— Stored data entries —
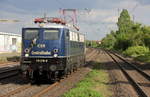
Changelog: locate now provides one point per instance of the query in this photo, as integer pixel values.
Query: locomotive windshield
(51, 34)
(31, 34)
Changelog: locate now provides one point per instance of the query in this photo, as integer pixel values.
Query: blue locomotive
(51, 50)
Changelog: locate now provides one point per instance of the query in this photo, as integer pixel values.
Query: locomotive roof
(46, 26)
(52, 25)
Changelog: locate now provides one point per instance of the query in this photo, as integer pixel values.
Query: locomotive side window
(30, 34)
(51, 34)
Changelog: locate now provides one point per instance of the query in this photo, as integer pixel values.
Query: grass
(144, 58)
(93, 85)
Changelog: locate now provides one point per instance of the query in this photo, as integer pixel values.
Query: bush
(136, 51)
(144, 58)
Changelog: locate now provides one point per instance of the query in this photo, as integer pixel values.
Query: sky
(96, 18)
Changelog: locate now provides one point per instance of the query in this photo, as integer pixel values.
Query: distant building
(10, 42)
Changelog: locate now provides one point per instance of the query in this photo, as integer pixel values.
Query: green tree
(124, 22)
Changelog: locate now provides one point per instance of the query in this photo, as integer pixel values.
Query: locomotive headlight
(55, 55)
(24, 67)
(26, 55)
(27, 50)
(52, 67)
(55, 50)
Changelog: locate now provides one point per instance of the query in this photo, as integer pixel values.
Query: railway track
(6, 73)
(131, 71)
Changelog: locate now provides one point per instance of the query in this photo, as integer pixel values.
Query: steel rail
(133, 66)
(137, 88)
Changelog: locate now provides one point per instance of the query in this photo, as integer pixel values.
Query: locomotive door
(67, 41)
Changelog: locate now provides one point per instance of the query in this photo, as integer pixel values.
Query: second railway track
(6, 73)
(139, 79)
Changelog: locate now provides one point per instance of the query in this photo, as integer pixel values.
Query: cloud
(112, 19)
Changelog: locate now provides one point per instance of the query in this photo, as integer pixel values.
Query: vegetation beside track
(131, 38)
(93, 85)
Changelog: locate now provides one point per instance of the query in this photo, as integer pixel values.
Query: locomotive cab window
(30, 34)
(51, 34)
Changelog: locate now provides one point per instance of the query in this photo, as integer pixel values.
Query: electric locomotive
(51, 49)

— Task description —
From the first line to the last, reproduce the records above exactly and skip the pictures.

— Answer to this exercise —
Changelog: locate now provides one point per instance of the query in this photo, as integer pixel values.
Query: locomotive windshield
(51, 34)
(31, 34)
Changelog: locate now provides one point per instance of the query in this photo, as integer pixel values.
Query: blue locomotive
(51, 50)
Changelog: locate now provides one point per instance of the query in this photo, as integer pixel values.
Query: locomotive roof
(46, 26)
(52, 25)
Changelog: locate now provides one point per instance of the query in this photo, as integer pixel values.
Query: locomotive side window
(30, 34)
(51, 34)
Changelog: locate now provides one point per instance of the query in this photo, as integer pixel values.
Query: grass
(144, 58)
(93, 85)
Changelog: locate now provides one point per instance of the query in this photo, as integer pixel values.
Query: bush
(136, 51)
(144, 58)
Changelog: locate now provides one point per instance of the query in this photo, as integer pixel values.
Query: sky
(96, 18)
Changelog: locate now provides one point per instance of the query in this photo, as integer pixel values.
Query: distant building
(10, 42)
Changelog: locate now provides one point per instance of the query in this photo, as integer pixel values.
Query: green tree
(124, 22)
Changelog: locate now provides one point per instance of the query in this photo, as integer pixel values.
Query: locomotive headlight
(55, 55)
(24, 67)
(26, 55)
(27, 50)
(52, 67)
(55, 50)
Changelog: locate now provides one point per instance of the query in this photo, as integer pixel values.
Query: railway track
(6, 73)
(131, 71)
Changelog: locate now provides one point per instance of the query in this photo, as integer pixel values.
Query: steel rail
(133, 66)
(137, 88)
Changelog: locate now provides one point per instance of the query in this photo, as integer pixel values.
Query: locomotive door
(67, 41)
Changelog: locate now provides one point per instance of the query in this photo, as integer pixel values.
Query: second railway track
(6, 73)
(139, 79)
Changelog: locate now provides one point per instance of the query in this photo, as integer pixel values.
Query: cloud
(112, 19)
Changelog: locate now provides one point per instance of the query in this photo, as integer pixel values.
Query: vegetation beside track
(131, 38)
(93, 85)
Changelog: locate now provides one point per instance of the query in this photo, as integer pixel values.
Query: locomotive cab window
(30, 34)
(51, 34)
Changelog: locate now provides one point per instance of the query in this photo, as integer pixel values.
Query: electric locomotive
(51, 49)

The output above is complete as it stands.